Request A:
Return, word for word, the portion of the submodule patch message below that begins at the words "In-Reply-To: <7v3a288em2.fsf@alter.siamese.dyndns.org>" and ends after the words "be thrown away.".

Text:
· · · ·

From: Jens Lehmann <Jens.Lehmann@web.de>
To: Junio C Hamano <gitster@pobox.com>
Cc: Git Mailing List <git@vger.kernel.org>,
Johannes Schindelin <Johannes.Schindelin@gmx.de>,
"Shawn O. Pearce" <spearce@spearce.org>,
Heiko Voigt <hvoigt@hvoigt.net>, Lars Hjemli <hjemli@gmail.com>
Subject: [PATCH] Performance optimization for detection of modified submodules
Date: Sun, 17 Jan 2010 20:01:43 +0100 [thread overview]
Message-ID: <4B535E97.1020809@web.de> (raw)
In-Reply-To: <7v3a288em2.fsf@alter.siamese.dyndns.org>
In the worst case is_submodule_modified() got called three times for
each submodule. The information we got from scanning the whole
submodule tree the first time should not be thrown away.
A new parameter has been added to diff_change() and diff_addremove(),
the information is stored in a new member of struct diff_filespec. Its
value is then reused instead of calling is_submodule_modified() again.
Signed-off-by: Jens Lehmann <Jens.Lehmann@web.de>
---
Am 15.01.2010 00:13, schrieb Junio C Hamano:
> The existing code is a bit unfortunate; by the time we come to the output
> routine, the information we found from is_submodule_modified() is lost;
> that is why my "would look like this" patch calls is_submodule_modified().
>
> We may want to add one parameter to diff_change() and diff_addremove(), to
> tell them if the work-tree side (if we are comparing something with the
> work tree) is a modified submodule, and add one bit to the diff_filespec
> structure to record that in diff_change() and diff_addremove() (obviously
> only when adding). That way, my "would looks like this" patch needs to
> check the result of is_submodule_modified() the front-ends left in the
> filespec, instead of running it again.

· · · ·

Exercise inputs:
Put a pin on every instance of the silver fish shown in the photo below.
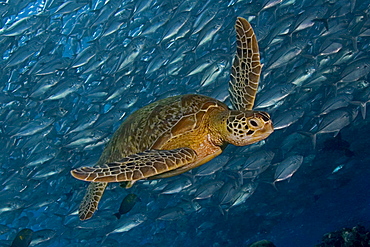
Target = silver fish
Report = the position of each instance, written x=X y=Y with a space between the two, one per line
x=287 y=167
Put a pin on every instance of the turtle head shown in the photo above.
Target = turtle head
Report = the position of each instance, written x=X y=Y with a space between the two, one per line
x=242 y=128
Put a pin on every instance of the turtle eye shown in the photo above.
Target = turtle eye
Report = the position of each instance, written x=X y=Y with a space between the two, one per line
x=253 y=123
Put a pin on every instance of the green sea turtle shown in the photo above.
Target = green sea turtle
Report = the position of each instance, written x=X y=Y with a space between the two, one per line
x=176 y=134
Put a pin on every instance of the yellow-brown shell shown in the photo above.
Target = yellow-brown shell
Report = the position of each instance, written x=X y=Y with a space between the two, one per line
x=170 y=123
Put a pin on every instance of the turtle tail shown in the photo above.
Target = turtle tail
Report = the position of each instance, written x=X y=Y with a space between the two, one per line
x=91 y=200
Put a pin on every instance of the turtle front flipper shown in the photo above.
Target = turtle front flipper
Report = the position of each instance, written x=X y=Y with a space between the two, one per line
x=137 y=166
x=246 y=69
x=91 y=200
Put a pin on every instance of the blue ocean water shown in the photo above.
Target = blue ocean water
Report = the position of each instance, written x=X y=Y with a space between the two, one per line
x=71 y=71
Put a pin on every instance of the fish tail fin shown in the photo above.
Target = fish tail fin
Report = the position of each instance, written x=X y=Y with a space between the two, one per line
x=90 y=202
x=118 y=215
x=362 y=106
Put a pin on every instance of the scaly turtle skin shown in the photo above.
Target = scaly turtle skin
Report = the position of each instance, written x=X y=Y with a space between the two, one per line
x=177 y=134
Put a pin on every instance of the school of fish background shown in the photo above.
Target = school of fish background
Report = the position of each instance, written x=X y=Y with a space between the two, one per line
x=71 y=71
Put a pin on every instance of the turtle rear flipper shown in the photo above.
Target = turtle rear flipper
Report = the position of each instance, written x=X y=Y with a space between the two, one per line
x=91 y=200
x=246 y=69
x=137 y=166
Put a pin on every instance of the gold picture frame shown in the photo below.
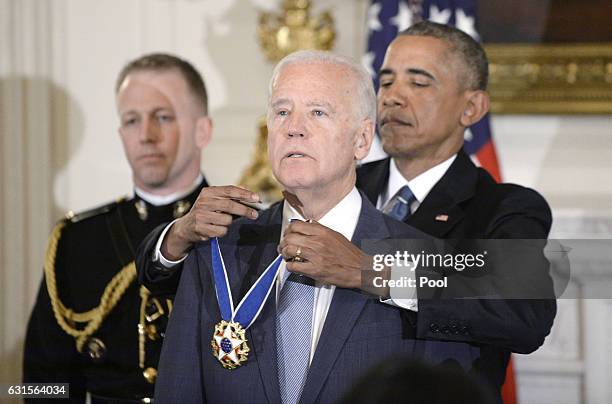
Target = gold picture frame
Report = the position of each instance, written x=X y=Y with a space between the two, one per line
x=550 y=78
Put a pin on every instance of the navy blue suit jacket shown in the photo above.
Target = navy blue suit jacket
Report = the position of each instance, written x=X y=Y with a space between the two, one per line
x=359 y=331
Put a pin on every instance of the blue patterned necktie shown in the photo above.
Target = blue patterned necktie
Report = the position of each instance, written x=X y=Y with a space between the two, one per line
x=398 y=207
x=293 y=331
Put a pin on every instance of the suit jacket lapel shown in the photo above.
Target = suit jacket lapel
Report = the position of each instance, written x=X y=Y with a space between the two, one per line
x=441 y=210
x=344 y=310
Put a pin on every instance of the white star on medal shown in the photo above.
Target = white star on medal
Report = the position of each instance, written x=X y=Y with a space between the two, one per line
x=235 y=342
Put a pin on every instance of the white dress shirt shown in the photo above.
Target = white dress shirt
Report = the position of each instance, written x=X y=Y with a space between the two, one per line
x=420 y=187
x=157 y=200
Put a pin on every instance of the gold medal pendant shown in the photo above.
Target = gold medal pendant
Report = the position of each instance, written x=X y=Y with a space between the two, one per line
x=229 y=344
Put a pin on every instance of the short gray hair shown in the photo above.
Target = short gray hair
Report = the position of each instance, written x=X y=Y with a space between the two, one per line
x=468 y=50
x=366 y=97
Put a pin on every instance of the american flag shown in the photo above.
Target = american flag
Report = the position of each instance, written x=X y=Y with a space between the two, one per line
x=385 y=18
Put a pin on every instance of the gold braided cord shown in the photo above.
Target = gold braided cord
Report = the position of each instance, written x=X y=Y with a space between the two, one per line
x=93 y=318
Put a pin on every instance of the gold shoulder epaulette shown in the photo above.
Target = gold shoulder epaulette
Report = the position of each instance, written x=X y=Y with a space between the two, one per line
x=88 y=321
x=77 y=217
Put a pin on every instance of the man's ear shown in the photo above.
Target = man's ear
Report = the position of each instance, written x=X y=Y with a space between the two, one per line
x=203 y=131
x=364 y=138
x=476 y=106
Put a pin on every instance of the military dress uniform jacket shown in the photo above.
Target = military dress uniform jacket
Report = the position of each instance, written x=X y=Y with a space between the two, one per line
x=89 y=265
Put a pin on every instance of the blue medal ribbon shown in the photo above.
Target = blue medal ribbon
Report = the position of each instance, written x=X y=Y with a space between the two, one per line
x=251 y=304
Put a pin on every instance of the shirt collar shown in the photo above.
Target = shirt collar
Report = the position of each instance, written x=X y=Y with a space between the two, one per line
x=419 y=185
x=158 y=200
x=342 y=218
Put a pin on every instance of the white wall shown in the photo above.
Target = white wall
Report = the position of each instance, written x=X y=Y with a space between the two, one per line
x=60 y=149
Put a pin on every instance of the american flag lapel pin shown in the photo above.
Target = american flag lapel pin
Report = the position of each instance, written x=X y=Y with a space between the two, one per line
x=442 y=218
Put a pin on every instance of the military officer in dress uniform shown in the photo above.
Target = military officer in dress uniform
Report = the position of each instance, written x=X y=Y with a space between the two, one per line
x=92 y=325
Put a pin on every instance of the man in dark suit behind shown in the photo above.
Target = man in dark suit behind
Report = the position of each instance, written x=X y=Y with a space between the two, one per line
x=432 y=88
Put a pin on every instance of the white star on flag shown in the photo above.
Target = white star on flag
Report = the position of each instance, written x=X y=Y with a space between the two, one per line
x=467 y=135
x=373 y=21
x=235 y=342
x=367 y=61
x=465 y=23
x=440 y=16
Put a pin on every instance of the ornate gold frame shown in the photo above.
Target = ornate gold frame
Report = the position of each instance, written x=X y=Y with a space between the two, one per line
x=550 y=78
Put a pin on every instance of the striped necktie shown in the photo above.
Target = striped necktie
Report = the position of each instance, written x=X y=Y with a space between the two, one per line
x=293 y=336
x=398 y=207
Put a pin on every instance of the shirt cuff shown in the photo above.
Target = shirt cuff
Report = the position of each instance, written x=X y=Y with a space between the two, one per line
x=159 y=257
x=404 y=296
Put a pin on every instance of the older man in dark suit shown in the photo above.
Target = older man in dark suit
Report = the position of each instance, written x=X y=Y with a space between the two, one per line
x=432 y=87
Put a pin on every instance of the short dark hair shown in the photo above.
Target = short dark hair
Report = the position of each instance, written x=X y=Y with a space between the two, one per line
x=161 y=62
x=469 y=51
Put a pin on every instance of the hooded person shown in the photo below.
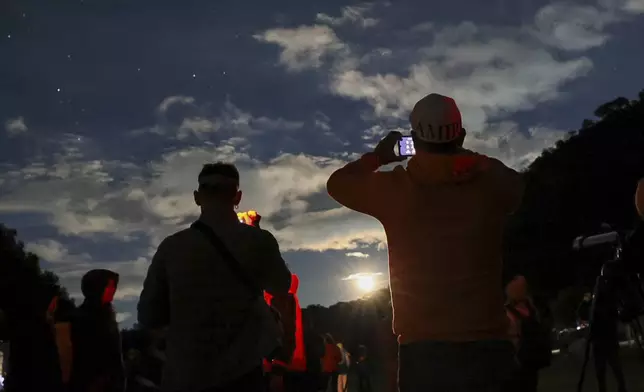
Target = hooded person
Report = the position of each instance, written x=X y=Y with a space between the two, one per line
x=98 y=362
x=444 y=216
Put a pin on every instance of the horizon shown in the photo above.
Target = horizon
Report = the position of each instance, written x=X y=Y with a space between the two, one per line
x=109 y=111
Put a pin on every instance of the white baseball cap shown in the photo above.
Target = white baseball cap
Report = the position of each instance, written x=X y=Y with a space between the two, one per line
x=436 y=119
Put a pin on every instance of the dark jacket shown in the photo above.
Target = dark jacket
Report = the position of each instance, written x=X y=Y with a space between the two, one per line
x=98 y=361
x=190 y=289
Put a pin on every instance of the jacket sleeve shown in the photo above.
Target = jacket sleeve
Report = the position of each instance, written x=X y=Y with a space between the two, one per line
x=357 y=185
x=274 y=275
x=154 y=303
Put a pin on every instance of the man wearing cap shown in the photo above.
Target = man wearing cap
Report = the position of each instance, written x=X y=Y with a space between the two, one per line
x=444 y=217
x=192 y=289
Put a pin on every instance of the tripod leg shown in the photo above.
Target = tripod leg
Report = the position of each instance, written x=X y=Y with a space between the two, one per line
x=582 y=375
x=601 y=357
x=615 y=363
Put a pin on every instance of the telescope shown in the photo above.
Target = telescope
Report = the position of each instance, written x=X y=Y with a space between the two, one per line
x=583 y=242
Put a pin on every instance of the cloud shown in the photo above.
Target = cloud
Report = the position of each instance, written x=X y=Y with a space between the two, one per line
x=633 y=6
x=86 y=198
x=359 y=255
x=15 y=126
x=492 y=72
x=303 y=47
x=351 y=14
x=49 y=250
x=121 y=317
x=168 y=102
x=185 y=118
x=362 y=275
x=573 y=27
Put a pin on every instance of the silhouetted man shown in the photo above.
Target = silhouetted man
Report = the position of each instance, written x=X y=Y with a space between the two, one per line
x=195 y=287
x=97 y=357
x=444 y=216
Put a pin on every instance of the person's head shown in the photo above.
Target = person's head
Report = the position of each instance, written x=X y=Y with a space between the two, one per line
x=517 y=289
x=328 y=339
x=436 y=125
x=99 y=286
x=218 y=186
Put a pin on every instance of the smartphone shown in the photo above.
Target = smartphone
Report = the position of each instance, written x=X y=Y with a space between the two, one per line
x=406 y=147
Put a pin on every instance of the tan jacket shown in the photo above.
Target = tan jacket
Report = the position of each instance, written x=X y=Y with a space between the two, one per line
x=191 y=290
x=444 y=217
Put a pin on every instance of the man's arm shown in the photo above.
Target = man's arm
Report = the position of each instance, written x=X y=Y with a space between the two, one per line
x=154 y=303
x=63 y=334
x=274 y=275
x=355 y=185
x=639 y=198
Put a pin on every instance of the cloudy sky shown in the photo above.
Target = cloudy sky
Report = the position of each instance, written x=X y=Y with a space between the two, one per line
x=108 y=109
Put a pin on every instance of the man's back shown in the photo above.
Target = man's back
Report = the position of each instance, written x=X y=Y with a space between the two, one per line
x=207 y=303
x=444 y=217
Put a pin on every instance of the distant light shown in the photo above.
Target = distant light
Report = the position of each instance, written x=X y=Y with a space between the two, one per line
x=366 y=283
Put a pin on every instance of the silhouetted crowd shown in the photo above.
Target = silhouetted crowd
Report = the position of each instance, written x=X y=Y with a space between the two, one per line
x=219 y=310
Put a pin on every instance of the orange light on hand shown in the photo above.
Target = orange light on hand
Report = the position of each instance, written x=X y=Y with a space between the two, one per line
x=249 y=217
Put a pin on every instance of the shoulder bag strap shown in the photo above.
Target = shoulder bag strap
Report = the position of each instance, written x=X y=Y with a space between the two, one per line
x=228 y=257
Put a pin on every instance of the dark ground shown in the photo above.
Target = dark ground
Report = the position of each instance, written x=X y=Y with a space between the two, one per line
x=563 y=375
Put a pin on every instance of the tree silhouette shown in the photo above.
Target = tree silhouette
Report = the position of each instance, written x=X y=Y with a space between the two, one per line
x=612 y=106
x=24 y=287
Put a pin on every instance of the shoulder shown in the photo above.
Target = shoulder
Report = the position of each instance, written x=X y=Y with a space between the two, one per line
x=176 y=239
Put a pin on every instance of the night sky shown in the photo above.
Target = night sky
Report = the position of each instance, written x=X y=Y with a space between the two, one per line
x=108 y=109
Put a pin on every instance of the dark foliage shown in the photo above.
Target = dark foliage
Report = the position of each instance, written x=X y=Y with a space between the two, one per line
x=572 y=189
x=24 y=288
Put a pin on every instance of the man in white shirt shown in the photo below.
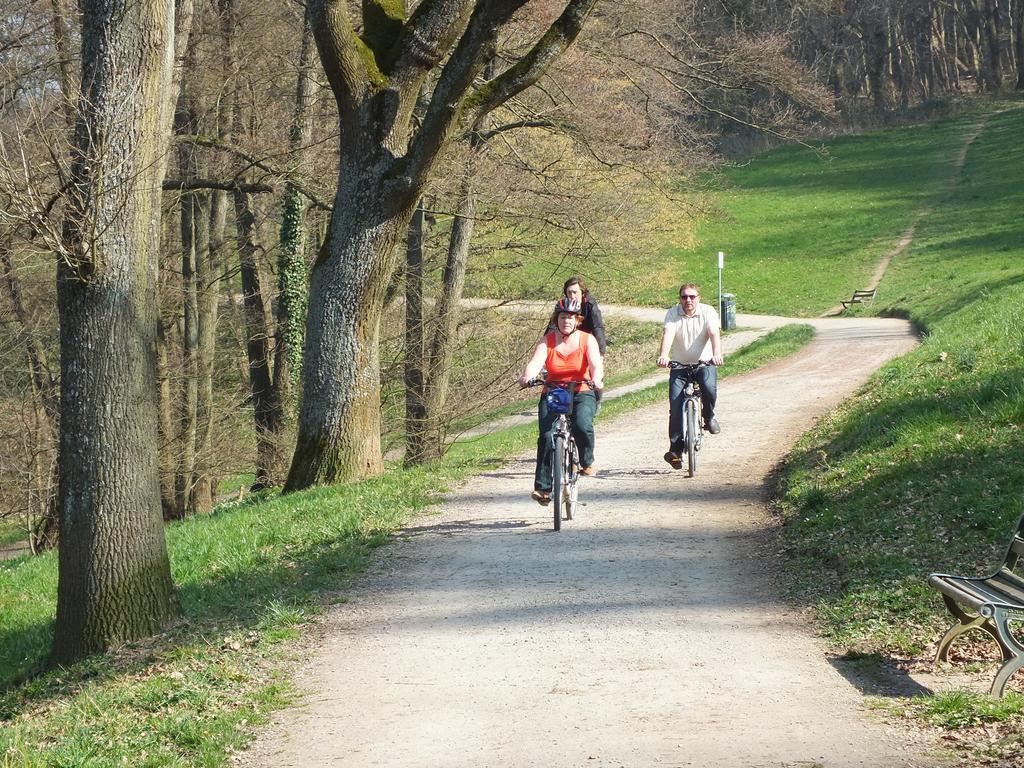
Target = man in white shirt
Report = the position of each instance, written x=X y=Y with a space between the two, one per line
x=692 y=333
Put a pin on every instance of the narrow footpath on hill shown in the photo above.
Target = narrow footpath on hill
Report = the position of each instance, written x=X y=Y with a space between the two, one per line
x=648 y=632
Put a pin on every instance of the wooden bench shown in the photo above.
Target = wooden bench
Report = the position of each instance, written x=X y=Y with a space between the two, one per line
x=865 y=296
x=990 y=602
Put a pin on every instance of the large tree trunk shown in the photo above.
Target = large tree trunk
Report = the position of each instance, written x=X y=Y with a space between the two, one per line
x=385 y=163
x=339 y=421
x=1019 y=41
x=416 y=364
x=993 y=45
x=114 y=580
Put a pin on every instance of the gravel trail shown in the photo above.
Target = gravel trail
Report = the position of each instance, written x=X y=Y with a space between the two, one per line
x=647 y=633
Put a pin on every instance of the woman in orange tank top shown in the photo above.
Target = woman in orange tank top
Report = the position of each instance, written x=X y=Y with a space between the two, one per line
x=568 y=354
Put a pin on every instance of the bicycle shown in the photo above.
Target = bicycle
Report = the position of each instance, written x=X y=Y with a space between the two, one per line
x=564 y=453
x=692 y=423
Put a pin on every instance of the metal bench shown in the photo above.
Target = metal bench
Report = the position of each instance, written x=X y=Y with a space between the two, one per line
x=865 y=296
x=991 y=603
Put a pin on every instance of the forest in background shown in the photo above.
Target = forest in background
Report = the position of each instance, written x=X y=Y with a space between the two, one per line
x=596 y=157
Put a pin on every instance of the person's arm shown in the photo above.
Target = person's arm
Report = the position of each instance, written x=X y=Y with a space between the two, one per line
x=716 y=346
x=597 y=327
x=596 y=361
x=667 y=337
x=536 y=364
x=715 y=335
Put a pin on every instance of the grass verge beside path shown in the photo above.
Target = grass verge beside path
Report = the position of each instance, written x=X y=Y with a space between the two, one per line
x=923 y=470
x=251 y=578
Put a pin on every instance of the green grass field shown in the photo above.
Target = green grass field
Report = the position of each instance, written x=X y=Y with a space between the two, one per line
x=801 y=226
x=921 y=471
x=250 y=577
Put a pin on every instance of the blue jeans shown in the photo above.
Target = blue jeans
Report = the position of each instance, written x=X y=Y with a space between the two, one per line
x=584 y=409
x=708 y=379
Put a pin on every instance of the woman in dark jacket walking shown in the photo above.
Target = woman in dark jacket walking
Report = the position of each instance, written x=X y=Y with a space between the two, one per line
x=592 y=321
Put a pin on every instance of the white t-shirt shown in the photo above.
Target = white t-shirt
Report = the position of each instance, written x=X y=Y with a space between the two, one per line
x=691 y=342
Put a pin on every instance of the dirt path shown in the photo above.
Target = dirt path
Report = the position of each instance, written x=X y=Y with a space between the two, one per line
x=648 y=632
x=907 y=237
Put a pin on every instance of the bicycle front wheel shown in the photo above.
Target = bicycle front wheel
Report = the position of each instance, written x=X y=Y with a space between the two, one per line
x=558 y=479
x=692 y=427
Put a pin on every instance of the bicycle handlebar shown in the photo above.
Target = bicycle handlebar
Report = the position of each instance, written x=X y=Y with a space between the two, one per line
x=563 y=384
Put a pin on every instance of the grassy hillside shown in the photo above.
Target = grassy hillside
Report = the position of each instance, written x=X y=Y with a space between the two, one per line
x=921 y=471
x=924 y=471
x=801 y=226
x=251 y=577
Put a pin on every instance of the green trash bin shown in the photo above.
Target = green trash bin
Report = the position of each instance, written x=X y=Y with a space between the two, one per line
x=727 y=310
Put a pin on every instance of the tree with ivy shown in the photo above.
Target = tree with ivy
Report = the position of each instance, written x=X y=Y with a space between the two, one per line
x=385 y=161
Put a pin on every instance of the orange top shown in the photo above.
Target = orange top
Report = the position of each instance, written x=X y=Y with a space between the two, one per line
x=571 y=367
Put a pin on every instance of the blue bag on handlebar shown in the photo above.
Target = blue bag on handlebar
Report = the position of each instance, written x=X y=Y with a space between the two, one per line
x=558 y=399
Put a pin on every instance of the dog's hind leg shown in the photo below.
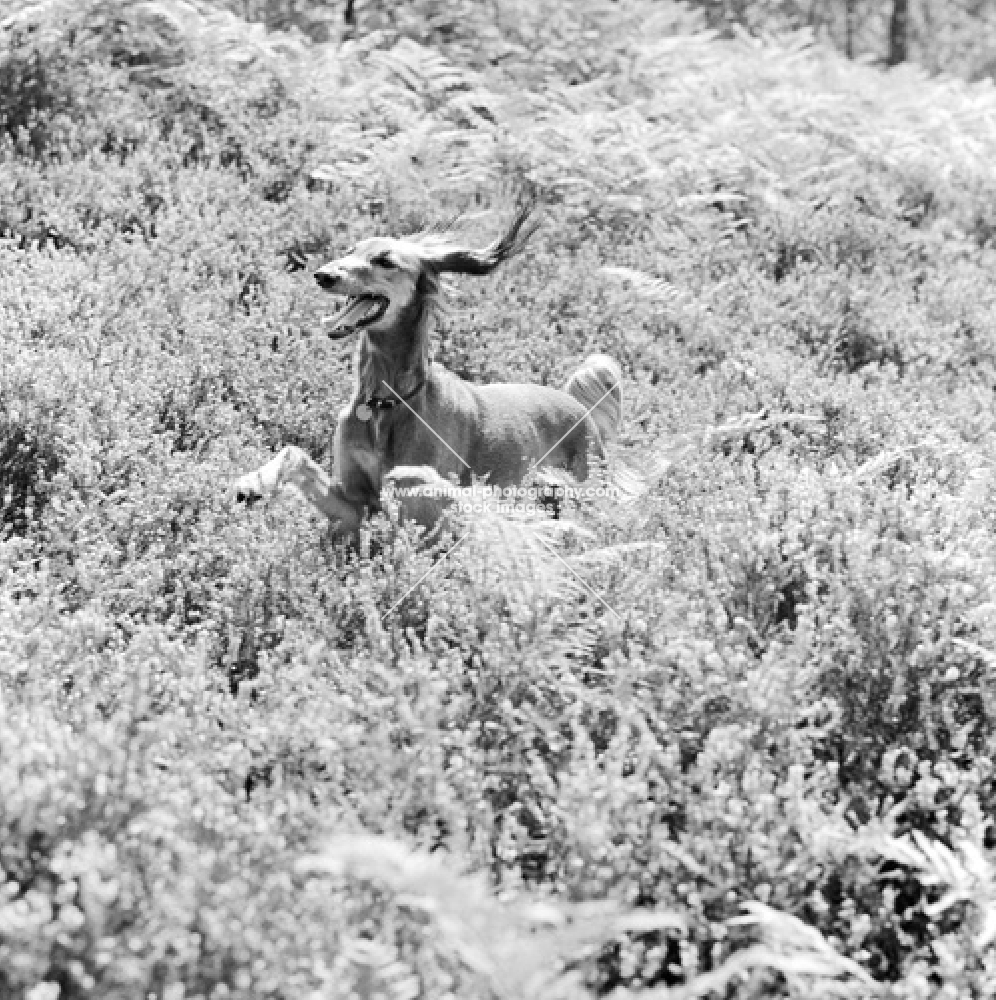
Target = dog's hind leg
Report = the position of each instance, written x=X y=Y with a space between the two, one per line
x=293 y=467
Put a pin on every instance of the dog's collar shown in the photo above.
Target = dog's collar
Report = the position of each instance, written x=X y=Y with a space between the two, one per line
x=365 y=410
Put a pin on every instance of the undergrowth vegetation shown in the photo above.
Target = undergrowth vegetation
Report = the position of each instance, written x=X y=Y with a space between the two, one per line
x=735 y=739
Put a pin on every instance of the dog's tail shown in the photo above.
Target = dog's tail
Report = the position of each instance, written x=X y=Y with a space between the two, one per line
x=597 y=386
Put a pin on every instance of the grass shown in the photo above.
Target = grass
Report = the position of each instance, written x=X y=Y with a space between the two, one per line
x=750 y=756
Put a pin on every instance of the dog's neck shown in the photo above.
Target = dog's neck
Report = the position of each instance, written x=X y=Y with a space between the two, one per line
x=399 y=355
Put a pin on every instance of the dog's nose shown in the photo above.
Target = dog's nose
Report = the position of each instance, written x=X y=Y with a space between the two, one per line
x=326 y=278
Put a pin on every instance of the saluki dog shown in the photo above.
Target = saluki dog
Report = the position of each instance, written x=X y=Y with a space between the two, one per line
x=410 y=420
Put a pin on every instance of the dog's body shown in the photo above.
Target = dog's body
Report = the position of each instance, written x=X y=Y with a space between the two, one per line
x=407 y=412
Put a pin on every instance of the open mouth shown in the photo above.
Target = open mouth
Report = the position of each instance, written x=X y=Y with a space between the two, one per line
x=359 y=311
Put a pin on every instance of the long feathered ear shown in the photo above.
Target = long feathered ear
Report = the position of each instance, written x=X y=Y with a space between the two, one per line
x=442 y=255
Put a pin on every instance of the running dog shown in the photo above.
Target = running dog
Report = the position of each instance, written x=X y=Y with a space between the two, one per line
x=410 y=420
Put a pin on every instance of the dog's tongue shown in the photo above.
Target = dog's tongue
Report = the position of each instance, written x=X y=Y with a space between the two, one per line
x=354 y=312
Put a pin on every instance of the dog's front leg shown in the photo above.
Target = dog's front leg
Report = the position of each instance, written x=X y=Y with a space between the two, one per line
x=293 y=467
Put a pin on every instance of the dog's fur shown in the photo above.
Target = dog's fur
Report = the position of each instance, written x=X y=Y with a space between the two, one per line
x=418 y=413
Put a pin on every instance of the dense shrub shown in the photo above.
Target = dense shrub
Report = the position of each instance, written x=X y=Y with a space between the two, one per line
x=738 y=736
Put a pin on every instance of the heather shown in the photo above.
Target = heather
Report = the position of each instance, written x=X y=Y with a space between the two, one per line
x=734 y=740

· · · ·

Request B:
List each line of the records above that contains the string "jeans", treating uppercase and lowercase letters as distinct.

Task output A:
In-Reply-To: <7v3a288em2.fsf@alter.siamese.dyndns.org>
In the worst case is_submodule_modified() got called three times for
each submodule. The information we got from scanning the whole
submodule tree the first time should not be thrown away.

Task output B:
Put a pin on every instance of the blue jeans shown in the photo above.
Target = blue jeans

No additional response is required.